*Passage*:
----
Japanese development of an electric torpedo for submarines began in 1921, inspired by the model the Germans had introduced to their U-boats just prior to the Armistice. The design was finalised by 1925. The 21in torpedo was powered by two 54-cell lead-acid batteries feeding a 95ehp motor. It could run at 28 to 30 knots out to 7000m (7660yds), carrying a 300kg (660lbs) warhead. It became the Type 92 in 1934, but manufacture was suspended, ready for mass production in the event of war.

The Imperial Japanese navy studied other German late war developments, including the 600cm 23.6in torpedo. They had previously tried out the 27.5in Fiume torpedo produced in around 1900, and in 1905 they had ordered 24in torpedoes from Fiume for coastal defence. Now they decided to produce a heavyweight torpedo of their own for the anticipated conflict with the Americans. The result was the 24in Year 8 torpedo of 1919, capable of 38 knots over 10,000m (11,000yds) and carrying a 345kg (759lbs) warhead. Ten years later the 24in Type 90 appeared, capable of 46 knots over 7000m (7660yds) with an explosive charge of 375kg (825lbs).

They had briefly tested oxygen-enriched torpedoes in 1917. Future Admiral Oyagi, during the two years (1926–27) he spent at the Whitehead factory in England, heard rumours that the Royal Navy was fitting oxygen-fuelled 24.5in torpedoes in Rodney and Nelson. In fact the 24.5in Mark 1 originally ran on oxygen-enriched air, but on his return to Japan, Oyagi headed up a team to work on producing a version of the Japanese 24in torpedo to run on 100 per cent oxygen.

There were severe problems to overcome. The oxygen had to be prevented from coming into contact with any of the lubricants in the torpedo mechanism, to avoid the risk of explosion. More serious were the explosions which occurred in the engine combustion chambers as soon as the oxygen and kerosene fuel were injected. The design team overcame this hazard by starting the torpedo on compressed air, stored in a ‘first air bottle’ and only then gradually changing over to pure oxygen. They succeeded in producing a working torpedo, which was designated the Type 93, from the year 2593 in the Japanese calendar when the design was finalised.

The Type 93 oxygen-fuelled engine produced 520 horsepower at 1200rpm, compared with the 240hp of the British 24.5in and the 320hp of the initial Mark VIII. It could run at 49 knots for 20,000m (22,000yds), an exceptional performance. At 36 knots it would reach out to a phenomenal 40,000m (44,000yds). It carried a 490kg (1078lbs) warhead, capable of inflicting devastating damage. And it was practically wakeless. To profit fully from its deadly characteristics the IJN introduced power-reloading gear to their large fleet destroyers, following the provision of multiple reloads on board their cruisers.

Since the Japanese had previously had difficulty in forging the air vessels required for their licence-built Whiteheads, they constructed a special 4000-ton press to forge the body and after end of the flasks for the Type 93 out of steel billets. The air flask forward end cover was fixed with a large copper washer, the internal pressure keeping the joint gas-tight, and the arrangement proved extremely satisfactory.

The Type 93 was too large to be carried in submarines, so a smaller 21in oxygen torpedo was designed for them in 1935, the Type 95. It could run at 49 knots for 9000m (9840yds) and at 45 knots it reached out to 12,000m (13,000yds). The Type 95 carried a 405kg (891lbs) warhead. In 1943 the Model 2 would carry a warhead of 550kg (1210lbs). The Type 95 first air bottles often leaked, and while in the tubes on cruisers and destroyers it was a simple matter to verify the pressure of their oxygen-fuelled torpedoes at regular intervals and, if necessary, top it up, in a submarine this was not so easy, a factor leading to the electric Type 92 being resuscitated.
----
*Required tasks*:
• 1. According to the passage on Japanese torpedoes, how much power did the Type 93's oxygen-fuelled engine produce?
• 2. Reproduce the passage on Japanese torpedoes from "They had briefly" up to and including "per cent oxygen.".
----
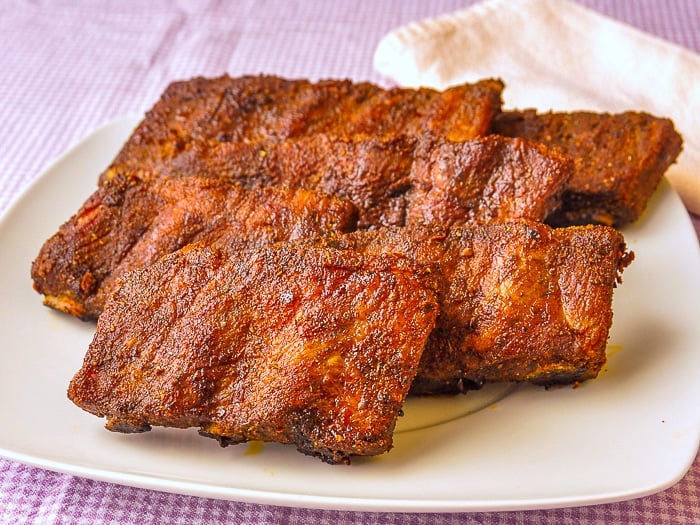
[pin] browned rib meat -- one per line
(263, 109)
(619, 159)
(311, 346)
(136, 217)
(128, 224)
(518, 301)
(400, 180)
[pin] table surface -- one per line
(69, 67)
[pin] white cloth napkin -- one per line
(555, 54)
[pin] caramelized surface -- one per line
(128, 224)
(269, 109)
(311, 346)
(619, 159)
(519, 301)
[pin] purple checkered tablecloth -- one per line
(69, 67)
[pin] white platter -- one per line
(633, 431)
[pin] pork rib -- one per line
(311, 346)
(519, 301)
(128, 224)
(269, 109)
(619, 159)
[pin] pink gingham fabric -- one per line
(67, 67)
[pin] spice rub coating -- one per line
(399, 180)
(311, 346)
(128, 224)
(135, 217)
(518, 301)
(264, 109)
(619, 159)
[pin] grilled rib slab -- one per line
(519, 301)
(128, 224)
(619, 159)
(304, 345)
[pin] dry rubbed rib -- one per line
(263, 109)
(400, 180)
(128, 224)
(619, 159)
(311, 346)
(518, 301)
(136, 217)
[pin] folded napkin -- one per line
(556, 55)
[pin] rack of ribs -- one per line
(311, 346)
(137, 216)
(619, 159)
(316, 342)
(269, 109)
(519, 301)
(128, 224)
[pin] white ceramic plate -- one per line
(633, 431)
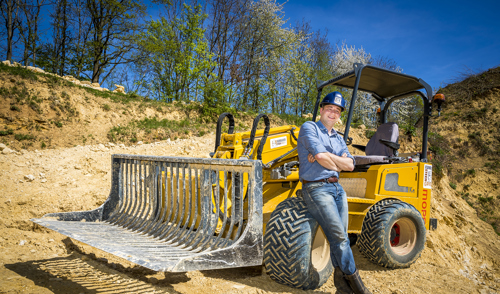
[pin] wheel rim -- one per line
(403, 236)
(320, 251)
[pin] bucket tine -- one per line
(174, 214)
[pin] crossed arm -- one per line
(332, 161)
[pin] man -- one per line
(322, 155)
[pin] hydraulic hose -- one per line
(219, 128)
(249, 146)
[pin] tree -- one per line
(29, 29)
(113, 27)
(10, 14)
(266, 42)
(79, 57)
(61, 35)
(177, 58)
(225, 34)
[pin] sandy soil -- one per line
(461, 256)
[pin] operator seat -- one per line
(384, 143)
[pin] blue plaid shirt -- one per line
(314, 139)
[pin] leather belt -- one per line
(327, 180)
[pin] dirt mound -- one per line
(466, 141)
(461, 256)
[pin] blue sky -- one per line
(432, 40)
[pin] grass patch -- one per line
(152, 129)
(23, 137)
(20, 72)
(6, 132)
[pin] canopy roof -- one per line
(381, 82)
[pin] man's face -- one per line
(330, 113)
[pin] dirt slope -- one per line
(461, 256)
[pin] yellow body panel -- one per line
(408, 182)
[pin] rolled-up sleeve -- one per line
(308, 137)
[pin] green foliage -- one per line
(438, 144)
(179, 62)
(409, 129)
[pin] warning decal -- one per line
(278, 142)
(428, 176)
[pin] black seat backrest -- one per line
(388, 131)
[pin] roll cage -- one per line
(386, 86)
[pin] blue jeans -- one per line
(327, 203)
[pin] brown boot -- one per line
(340, 282)
(357, 285)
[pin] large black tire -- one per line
(393, 234)
(296, 252)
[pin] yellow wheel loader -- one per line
(243, 206)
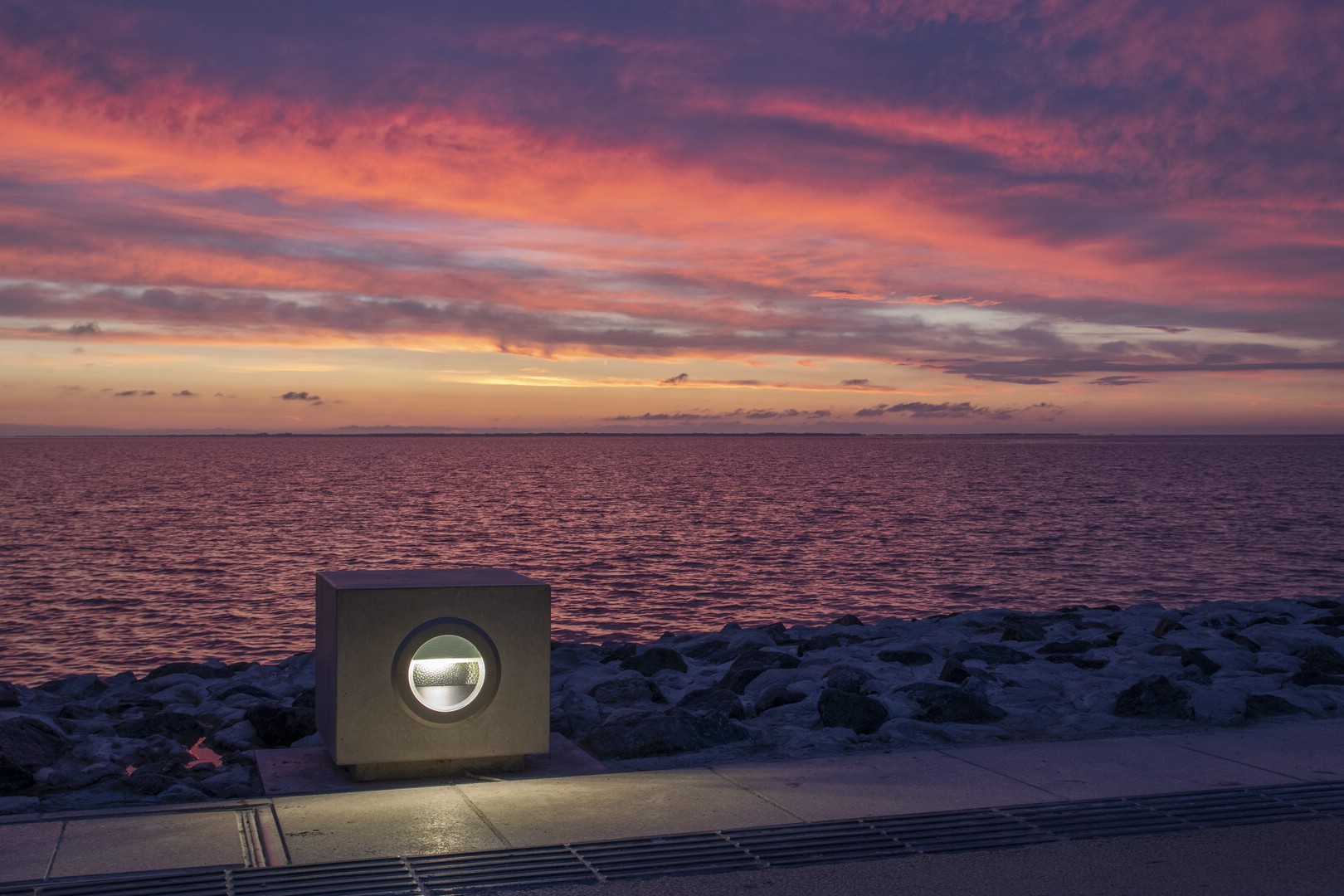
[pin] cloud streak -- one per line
(1014, 197)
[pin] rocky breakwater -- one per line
(188, 731)
(184, 733)
(973, 677)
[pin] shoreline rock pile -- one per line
(187, 733)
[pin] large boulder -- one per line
(707, 700)
(752, 664)
(655, 660)
(648, 733)
(197, 670)
(991, 655)
(847, 709)
(626, 691)
(906, 657)
(30, 743)
(1153, 698)
(947, 704)
(281, 726)
(179, 726)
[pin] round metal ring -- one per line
(446, 670)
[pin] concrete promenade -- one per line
(375, 822)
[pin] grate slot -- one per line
(1327, 800)
(1229, 807)
(962, 832)
(817, 843)
(682, 855)
(381, 878)
(1099, 818)
(179, 884)
(507, 868)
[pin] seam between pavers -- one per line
(995, 772)
(741, 786)
(1239, 762)
(51, 860)
(481, 816)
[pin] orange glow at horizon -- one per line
(864, 258)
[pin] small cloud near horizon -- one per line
(960, 410)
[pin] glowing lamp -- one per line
(431, 672)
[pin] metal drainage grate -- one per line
(743, 850)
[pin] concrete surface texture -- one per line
(470, 816)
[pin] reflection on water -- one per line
(127, 553)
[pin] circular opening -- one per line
(446, 674)
(446, 670)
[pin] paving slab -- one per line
(27, 848)
(309, 770)
(880, 785)
(403, 821)
(1116, 767)
(1309, 750)
(151, 841)
(615, 806)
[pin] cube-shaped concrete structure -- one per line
(424, 672)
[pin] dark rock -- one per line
(1242, 641)
(955, 672)
(149, 783)
(1153, 698)
(30, 743)
(821, 642)
(777, 696)
(10, 694)
(78, 711)
(247, 691)
(906, 657)
(992, 655)
(752, 664)
(14, 778)
(845, 709)
(199, 670)
(626, 691)
(637, 735)
(655, 660)
(75, 687)
(574, 718)
(1064, 646)
(1082, 663)
(616, 652)
(183, 728)
(1166, 626)
(947, 704)
(851, 679)
(713, 650)
(1311, 677)
(1270, 621)
(1195, 657)
(1333, 621)
(281, 726)
(719, 700)
(1322, 659)
(1259, 705)
(1022, 631)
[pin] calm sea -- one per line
(128, 553)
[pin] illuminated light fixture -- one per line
(431, 672)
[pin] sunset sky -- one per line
(869, 217)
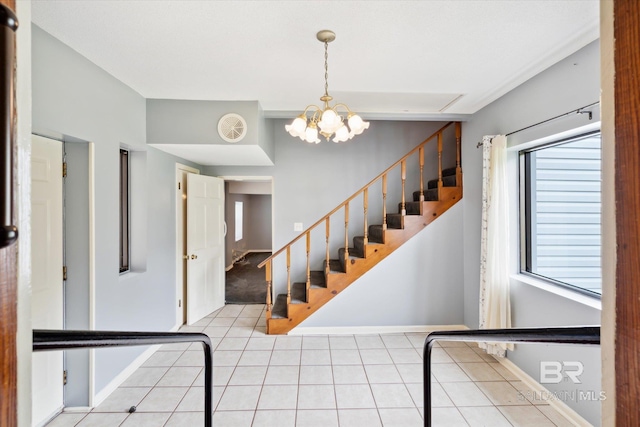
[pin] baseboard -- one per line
(122, 376)
(556, 404)
(355, 330)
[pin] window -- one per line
(124, 212)
(561, 185)
(238, 221)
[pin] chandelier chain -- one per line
(326, 68)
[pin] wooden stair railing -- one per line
(369, 246)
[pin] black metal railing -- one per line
(48, 340)
(585, 335)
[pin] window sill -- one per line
(578, 297)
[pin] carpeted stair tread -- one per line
(335, 266)
(318, 279)
(412, 208)
(394, 221)
(429, 195)
(299, 293)
(279, 310)
(447, 181)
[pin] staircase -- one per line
(304, 298)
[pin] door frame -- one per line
(181, 222)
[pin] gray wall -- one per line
(73, 97)
(312, 179)
(256, 224)
(570, 84)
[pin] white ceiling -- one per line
(391, 59)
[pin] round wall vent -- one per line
(232, 127)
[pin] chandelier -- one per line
(326, 121)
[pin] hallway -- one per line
(323, 380)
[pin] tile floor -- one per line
(324, 381)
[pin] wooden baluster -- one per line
(403, 172)
(308, 264)
(440, 166)
(269, 280)
(458, 154)
(288, 278)
(384, 203)
(421, 154)
(327, 267)
(365, 202)
(346, 237)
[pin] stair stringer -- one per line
(374, 254)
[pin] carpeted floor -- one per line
(245, 282)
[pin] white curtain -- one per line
(495, 310)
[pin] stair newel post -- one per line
(346, 237)
(288, 278)
(458, 154)
(308, 264)
(439, 165)
(403, 175)
(421, 154)
(269, 280)
(384, 203)
(365, 202)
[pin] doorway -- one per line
(249, 240)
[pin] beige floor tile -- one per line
(278, 397)
(123, 398)
(382, 374)
(255, 358)
(345, 357)
(465, 394)
(349, 374)
(162, 399)
(343, 342)
(447, 417)
(310, 374)
(375, 357)
(102, 420)
(316, 397)
(359, 418)
(411, 373)
(448, 372)
(501, 393)
(367, 342)
(152, 419)
(179, 376)
(525, 416)
(356, 396)
(285, 357)
(480, 371)
(239, 398)
(392, 396)
(480, 416)
(186, 419)
(405, 417)
(317, 418)
(282, 375)
(274, 418)
(248, 375)
(315, 342)
(233, 418)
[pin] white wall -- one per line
(570, 84)
(72, 97)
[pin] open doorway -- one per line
(248, 212)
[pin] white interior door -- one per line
(46, 268)
(205, 246)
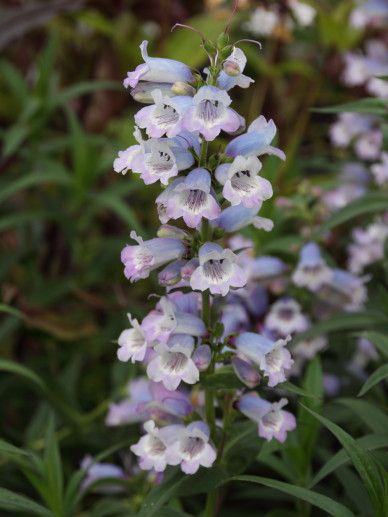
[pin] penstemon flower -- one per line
(215, 195)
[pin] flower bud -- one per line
(166, 230)
(188, 269)
(171, 274)
(202, 357)
(245, 372)
(181, 88)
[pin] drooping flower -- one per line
(152, 447)
(161, 160)
(311, 271)
(232, 73)
(190, 198)
(273, 359)
(285, 317)
(192, 448)
(132, 344)
(156, 69)
(139, 260)
(242, 183)
(272, 420)
(236, 217)
(210, 113)
(256, 141)
(165, 116)
(344, 290)
(173, 362)
(218, 270)
(308, 348)
(167, 320)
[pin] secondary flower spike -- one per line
(157, 69)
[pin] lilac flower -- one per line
(242, 183)
(256, 141)
(192, 448)
(152, 448)
(202, 357)
(97, 471)
(165, 116)
(190, 198)
(218, 270)
(139, 260)
(285, 318)
(232, 73)
(155, 69)
(271, 356)
(344, 290)
(236, 217)
(308, 348)
(273, 421)
(132, 344)
(380, 170)
(161, 160)
(173, 362)
(126, 411)
(367, 246)
(210, 113)
(311, 271)
(245, 372)
(167, 320)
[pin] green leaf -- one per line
(370, 106)
(371, 415)
(369, 204)
(33, 179)
(369, 470)
(20, 503)
(379, 340)
(53, 470)
(354, 321)
(222, 379)
(376, 377)
(320, 501)
(369, 442)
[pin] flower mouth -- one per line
(210, 111)
(165, 116)
(271, 421)
(217, 271)
(160, 162)
(192, 446)
(174, 362)
(155, 446)
(286, 314)
(194, 200)
(243, 182)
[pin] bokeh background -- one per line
(65, 214)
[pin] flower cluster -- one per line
(207, 273)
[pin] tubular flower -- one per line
(218, 270)
(210, 113)
(256, 141)
(156, 69)
(139, 260)
(242, 183)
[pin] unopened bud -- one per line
(189, 268)
(202, 357)
(231, 68)
(245, 372)
(166, 230)
(182, 88)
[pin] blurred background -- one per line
(65, 215)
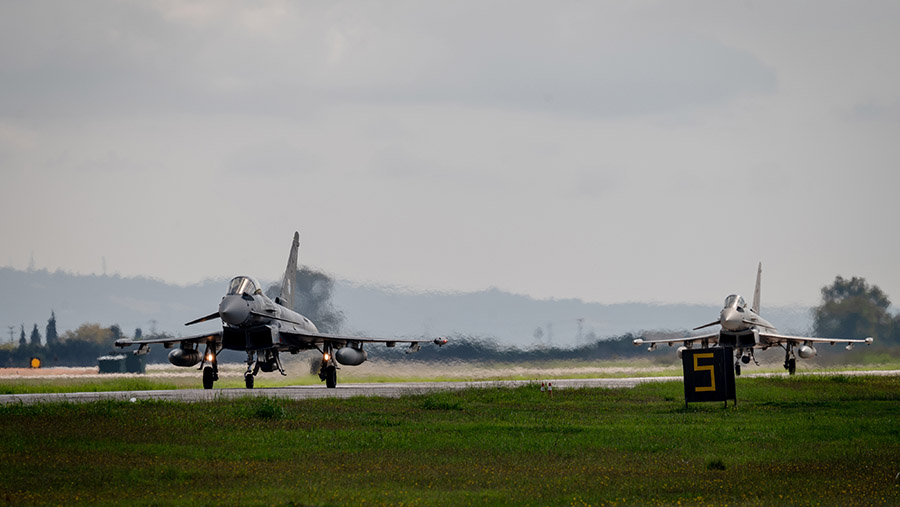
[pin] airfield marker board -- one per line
(708, 375)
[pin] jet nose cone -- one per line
(731, 319)
(234, 310)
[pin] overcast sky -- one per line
(609, 151)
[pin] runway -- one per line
(388, 390)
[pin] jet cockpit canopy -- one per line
(241, 285)
(735, 301)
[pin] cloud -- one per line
(282, 58)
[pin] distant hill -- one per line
(27, 297)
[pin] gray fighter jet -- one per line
(745, 331)
(264, 328)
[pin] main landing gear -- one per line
(328, 370)
(743, 356)
(266, 360)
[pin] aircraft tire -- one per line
(208, 377)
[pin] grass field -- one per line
(799, 441)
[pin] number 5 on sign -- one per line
(708, 374)
(708, 368)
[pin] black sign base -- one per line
(708, 375)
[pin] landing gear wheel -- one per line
(208, 377)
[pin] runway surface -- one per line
(391, 390)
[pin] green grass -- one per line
(806, 441)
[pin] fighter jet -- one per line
(745, 331)
(264, 328)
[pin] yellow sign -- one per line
(710, 368)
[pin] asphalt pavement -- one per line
(390, 390)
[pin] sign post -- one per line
(708, 375)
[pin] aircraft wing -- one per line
(712, 338)
(780, 338)
(342, 340)
(199, 338)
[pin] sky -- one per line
(608, 151)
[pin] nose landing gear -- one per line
(265, 360)
(210, 372)
(328, 370)
(790, 361)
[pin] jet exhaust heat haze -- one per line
(264, 328)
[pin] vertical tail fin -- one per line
(290, 275)
(755, 306)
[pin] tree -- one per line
(35, 336)
(92, 333)
(52, 336)
(853, 309)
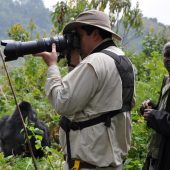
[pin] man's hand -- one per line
(145, 105)
(50, 58)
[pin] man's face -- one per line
(167, 59)
(86, 42)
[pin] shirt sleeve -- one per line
(71, 93)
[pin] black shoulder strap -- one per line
(125, 69)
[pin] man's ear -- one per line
(96, 34)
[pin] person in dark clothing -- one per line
(158, 118)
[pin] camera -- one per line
(15, 49)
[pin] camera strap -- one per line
(68, 125)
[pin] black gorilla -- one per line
(13, 141)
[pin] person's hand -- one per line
(147, 113)
(50, 58)
(145, 105)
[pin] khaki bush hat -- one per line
(94, 18)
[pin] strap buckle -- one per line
(76, 165)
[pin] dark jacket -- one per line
(160, 122)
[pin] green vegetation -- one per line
(28, 82)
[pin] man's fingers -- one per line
(53, 48)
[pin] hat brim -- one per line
(73, 25)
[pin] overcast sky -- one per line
(159, 9)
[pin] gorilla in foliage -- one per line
(13, 138)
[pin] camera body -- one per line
(15, 49)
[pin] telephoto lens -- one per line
(15, 49)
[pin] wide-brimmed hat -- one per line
(92, 17)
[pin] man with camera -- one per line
(158, 118)
(95, 98)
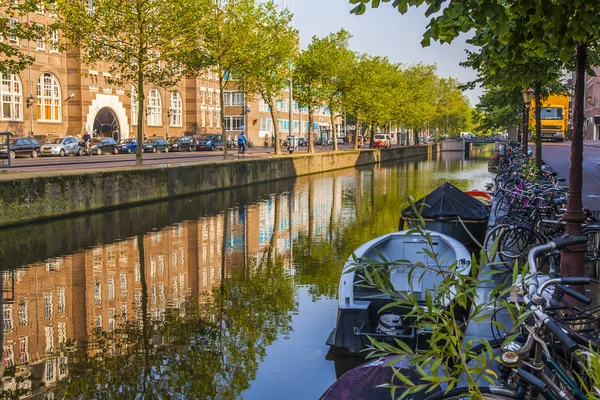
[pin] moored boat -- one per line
(359, 306)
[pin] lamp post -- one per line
(169, 113)
(527, 97)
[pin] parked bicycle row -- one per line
(529, 210)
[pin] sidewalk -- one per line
(557, 156)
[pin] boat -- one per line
(358, 306)
(450, 211)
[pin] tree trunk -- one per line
(274, 117)
(311, 145)
(571, 260)
(222, 114)
(356, 133)
(334, 132)
(139, 152)
(538, 127)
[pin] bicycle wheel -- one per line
(490, 393)
(514, 243)
(591, 263)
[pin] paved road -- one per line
(557, 155)
(121, 160)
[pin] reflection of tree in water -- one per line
(210, 351)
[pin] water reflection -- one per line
(182, 299)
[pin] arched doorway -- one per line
(106, 124)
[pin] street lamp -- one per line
(169, 113)
(527, 97)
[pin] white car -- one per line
(60, 146)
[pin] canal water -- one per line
(225, 295)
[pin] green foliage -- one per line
(273, 51)
(141, 41)
(450, 359)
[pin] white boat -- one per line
(358, 306)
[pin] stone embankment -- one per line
(37, 196)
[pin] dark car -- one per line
(21, 147)
(210, 142)
(127, 146)
(180, 143)
(101, 145)
(154, 145)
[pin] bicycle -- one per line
(529, 370)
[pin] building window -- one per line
(176, 108)
(154, 108)
(233, 98)
(61, 299)
(12, 98)
(40, 43)
(234, 123)
(134, 106)
(7, 318)
(48, 99)
(265, 124)
(262, 106)
(12, 37)
(23, 314)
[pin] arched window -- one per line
(154, 108)
(11, 97)
(49, 99)
(176, 110)
(134, 106)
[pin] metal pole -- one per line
(291, 112)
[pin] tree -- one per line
(13, 29)
(272, 57)
(142, 40)
(225, 38)
(565, 26)
(337, 64)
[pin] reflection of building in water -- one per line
(65, 300)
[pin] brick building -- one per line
(58, 96)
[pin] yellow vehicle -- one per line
(554, 116)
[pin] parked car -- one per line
(101, 145)
(180, 143)
(127, 146)
(154, 145)
(20, 147)
(382, 140)
(210, 142)
(60, 146)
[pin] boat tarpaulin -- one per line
(447, 202)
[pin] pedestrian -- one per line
(241, 141)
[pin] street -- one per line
(120, 160)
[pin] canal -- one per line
(226, 295)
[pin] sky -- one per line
(383, 32)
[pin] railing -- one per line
(5, 149)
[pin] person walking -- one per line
(242, 143)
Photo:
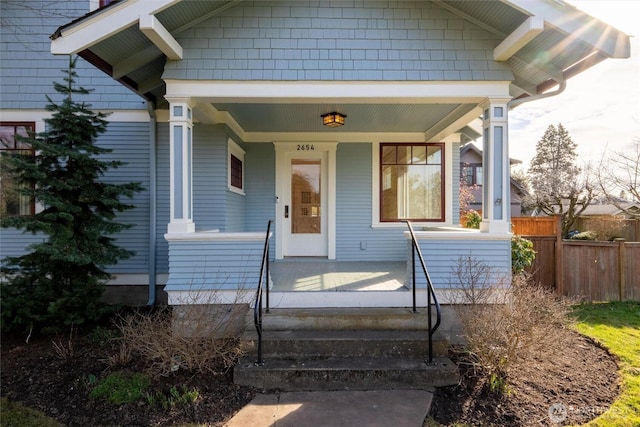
----
*Solved tasks*:
• 1. 520 horsepower at 1200rpm.

• 2.
They had briefly tested oxygen-enriched torpedoes in 1917. Future Admiral Oyagi, during the two years (1926–27) he spent at the Whitehead factory in England, heard rumours that the Royal Navy was fitting oxygen-fuelled 24.5in torpedoes in Rodney and Nelson. In fact the 24.5in Mark 1 originally ran on oxygen-enriched air, but on his return to Japan, Oyagi headed up a team to work on producing a version of the Japanese 24in torpedo to run on 100 per cent oxygen.